◆ Document text ◆
________

Dollar Signs on My Mind

While I am busy preparing to open an online store to offer some of my creative output for sale as prints, T-shirts, book material, and so forth, naturally my brain is calculating how many itty bitty royalty payments it will take to, say, pay off an eensy-weensy portion of the hours-days-years spent producing said items. Fortunately for me, y’all know I’m a terrible mathematician, so there’s obviously no point in delving so very far or seriously into that topic or tragedy will surely ensue. I’m not fishing for compliments here, just stating the cold hard facts of the rarity of cold hard cash when it comes to art. Many of you friends of mine are fellow artists, so I know that you know just what I mean. Nothing particularly fishy about it. So instead of whimpering needlessly, I will just share one of my silly little verses with you and call it a day. A much cheerier way to close St. Patrick’s Day than worrying about the Bankin’ o’ the Green. Goodnight, my fine friends! Smooth sailing ahead for all of us!digital artwork

The Gifts of True Love

In lieu of parties, holidays

And feasts and fests, vacation days

And celebrations—rather, heck,

Than all together—send a cheque!

A party lasts mere days or hours

And Wilts like last September’s flowers–

Festive events and gifts all fade—

No joy compares to getting paid!

________

◆ Source material ◆
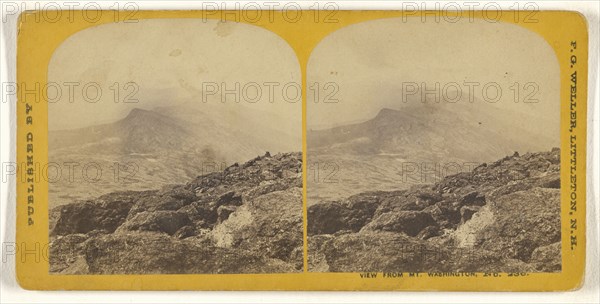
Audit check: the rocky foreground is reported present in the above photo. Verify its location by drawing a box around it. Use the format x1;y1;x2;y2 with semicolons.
308;149;561;272
50;153;303;274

________

◆ Required actions ◆
1 – Retype, without any change, the part of the post on art and royalties that opens with the words containing "And feasts and" and closes with "to getting paid!".
2 – Extend the post on art and royalties, starting right after its last line.
The listing is separate material and is not part of the post on art and royalties.

◆ Expected responses ◆
1 –
And feasts and fests, vacation days

And celebrations—rather, heck,

Than all together—send a cheque!

A party lasts mere days or hours

And Wilts like last September’s flowers–

Festive events and gifts all fade—

No joy compares to getting paid!

2 –
So if you want to be recalled

And loved as one who has enthralled,

Forget the cakes, balloons and flash—

Just send me some heartwarming cash!

Arithmetic, Thou art No Friend of Mine

photoAnd lo, how my thoughts go round and round upon the subject.

It must come as no surprise whatsoever that I am among the multitudinous math-phobes peopling (pimpling?) the world of the creative soul. Why do you think we really all took those arty, wondrous, supposedly “Easy-A” classes, eh? Escape Route, we thought, freedom from the horrors that lie between the covers of every arithmetic text known to humankind. Only to find out we’d been hoodwinked and were expected to know how to disassemble and reassemble an ellipsoidal reflector in under ten minutes and with fewer than two “nonessential” parts left over after completion (what is this word “two”?), or whether one could type 200 words of dazzling script per minute while trying not to be hopelessly hypnotized by Mr. Young’s* blindingly mustard-colored toupee. I was able to accomplish the former task, by the way, but the latter, not quite so fully. However, I only lost consciousness for a split second and did not actually fall off of my chair.

*Name has been changed to protect someone vain’s glabrous secret.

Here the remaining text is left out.